-- START --

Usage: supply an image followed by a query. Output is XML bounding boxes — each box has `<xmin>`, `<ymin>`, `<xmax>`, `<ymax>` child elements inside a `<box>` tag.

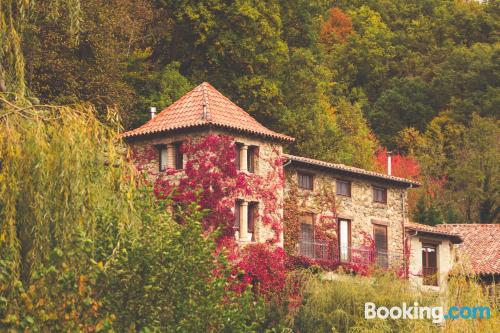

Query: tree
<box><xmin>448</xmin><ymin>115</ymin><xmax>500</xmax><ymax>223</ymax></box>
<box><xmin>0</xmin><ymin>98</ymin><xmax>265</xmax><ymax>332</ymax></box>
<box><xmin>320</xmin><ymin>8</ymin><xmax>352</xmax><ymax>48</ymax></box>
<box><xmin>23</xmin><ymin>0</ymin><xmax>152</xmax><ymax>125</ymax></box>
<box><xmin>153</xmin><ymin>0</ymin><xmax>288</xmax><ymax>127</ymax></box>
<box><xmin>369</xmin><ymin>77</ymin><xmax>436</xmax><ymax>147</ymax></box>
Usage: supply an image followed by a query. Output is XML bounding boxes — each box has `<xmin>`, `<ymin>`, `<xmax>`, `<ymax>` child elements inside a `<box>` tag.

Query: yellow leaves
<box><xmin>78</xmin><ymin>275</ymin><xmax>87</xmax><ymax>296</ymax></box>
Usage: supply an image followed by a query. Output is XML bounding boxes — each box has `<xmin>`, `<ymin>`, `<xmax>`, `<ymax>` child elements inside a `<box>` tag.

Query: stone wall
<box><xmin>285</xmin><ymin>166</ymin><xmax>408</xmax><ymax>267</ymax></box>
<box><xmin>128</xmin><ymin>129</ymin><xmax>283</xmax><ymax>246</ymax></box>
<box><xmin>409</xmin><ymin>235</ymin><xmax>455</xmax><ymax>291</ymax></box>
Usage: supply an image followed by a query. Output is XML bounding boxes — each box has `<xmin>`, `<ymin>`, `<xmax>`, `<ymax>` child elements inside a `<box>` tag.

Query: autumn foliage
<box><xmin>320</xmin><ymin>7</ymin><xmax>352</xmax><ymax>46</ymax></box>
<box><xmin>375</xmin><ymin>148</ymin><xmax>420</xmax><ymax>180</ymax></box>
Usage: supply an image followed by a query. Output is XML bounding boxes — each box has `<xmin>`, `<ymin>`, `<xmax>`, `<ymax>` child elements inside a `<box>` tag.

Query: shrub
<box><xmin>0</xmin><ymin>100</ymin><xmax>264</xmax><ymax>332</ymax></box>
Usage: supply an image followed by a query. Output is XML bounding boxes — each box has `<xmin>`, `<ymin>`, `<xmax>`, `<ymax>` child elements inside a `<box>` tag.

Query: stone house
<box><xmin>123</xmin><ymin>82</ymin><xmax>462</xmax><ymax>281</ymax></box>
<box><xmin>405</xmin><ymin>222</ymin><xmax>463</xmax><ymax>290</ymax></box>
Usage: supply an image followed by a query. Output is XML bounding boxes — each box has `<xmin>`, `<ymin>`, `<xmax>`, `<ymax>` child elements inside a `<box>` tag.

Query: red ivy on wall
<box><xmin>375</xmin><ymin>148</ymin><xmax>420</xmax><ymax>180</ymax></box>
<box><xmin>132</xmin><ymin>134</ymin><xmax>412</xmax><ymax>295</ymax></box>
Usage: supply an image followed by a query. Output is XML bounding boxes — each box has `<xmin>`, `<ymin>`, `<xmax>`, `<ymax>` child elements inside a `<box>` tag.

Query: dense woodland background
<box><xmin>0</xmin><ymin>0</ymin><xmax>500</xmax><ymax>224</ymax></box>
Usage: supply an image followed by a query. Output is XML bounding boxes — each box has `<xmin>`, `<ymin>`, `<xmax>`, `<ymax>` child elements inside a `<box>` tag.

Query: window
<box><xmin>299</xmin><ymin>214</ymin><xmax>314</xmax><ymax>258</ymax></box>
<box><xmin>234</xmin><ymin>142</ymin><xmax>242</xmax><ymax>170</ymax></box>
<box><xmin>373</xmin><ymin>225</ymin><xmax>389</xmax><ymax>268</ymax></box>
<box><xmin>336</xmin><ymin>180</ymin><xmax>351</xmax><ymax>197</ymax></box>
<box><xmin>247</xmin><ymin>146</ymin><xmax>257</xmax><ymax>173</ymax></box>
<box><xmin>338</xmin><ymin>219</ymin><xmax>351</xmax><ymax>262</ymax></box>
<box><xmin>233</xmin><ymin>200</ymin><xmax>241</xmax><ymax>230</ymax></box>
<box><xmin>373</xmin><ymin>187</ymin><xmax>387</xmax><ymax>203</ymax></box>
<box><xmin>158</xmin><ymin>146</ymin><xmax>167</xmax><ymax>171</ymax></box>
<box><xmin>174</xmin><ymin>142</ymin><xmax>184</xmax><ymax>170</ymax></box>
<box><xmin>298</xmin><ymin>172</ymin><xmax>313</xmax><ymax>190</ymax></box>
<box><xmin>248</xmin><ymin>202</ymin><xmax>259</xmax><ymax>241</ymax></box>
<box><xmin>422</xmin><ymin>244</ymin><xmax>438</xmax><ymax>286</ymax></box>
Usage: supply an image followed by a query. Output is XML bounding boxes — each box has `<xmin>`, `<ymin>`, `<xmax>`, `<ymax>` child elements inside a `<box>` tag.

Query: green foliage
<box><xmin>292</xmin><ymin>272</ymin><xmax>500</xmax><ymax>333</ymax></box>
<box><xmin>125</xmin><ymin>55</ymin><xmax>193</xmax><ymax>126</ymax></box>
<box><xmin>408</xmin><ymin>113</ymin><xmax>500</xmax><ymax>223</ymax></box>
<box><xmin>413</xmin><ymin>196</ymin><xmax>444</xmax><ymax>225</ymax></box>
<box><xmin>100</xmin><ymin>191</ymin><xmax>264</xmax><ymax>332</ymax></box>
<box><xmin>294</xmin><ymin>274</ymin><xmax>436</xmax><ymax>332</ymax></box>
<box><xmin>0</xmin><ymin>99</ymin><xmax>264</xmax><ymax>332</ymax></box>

-- END --

• DIRECTION
Which lines in the entries above contain the string "foliage" with the same capitalization? Copy each of those lines in full.

• FULL SOLUTION
Query: autumn foliage
Query: green foliage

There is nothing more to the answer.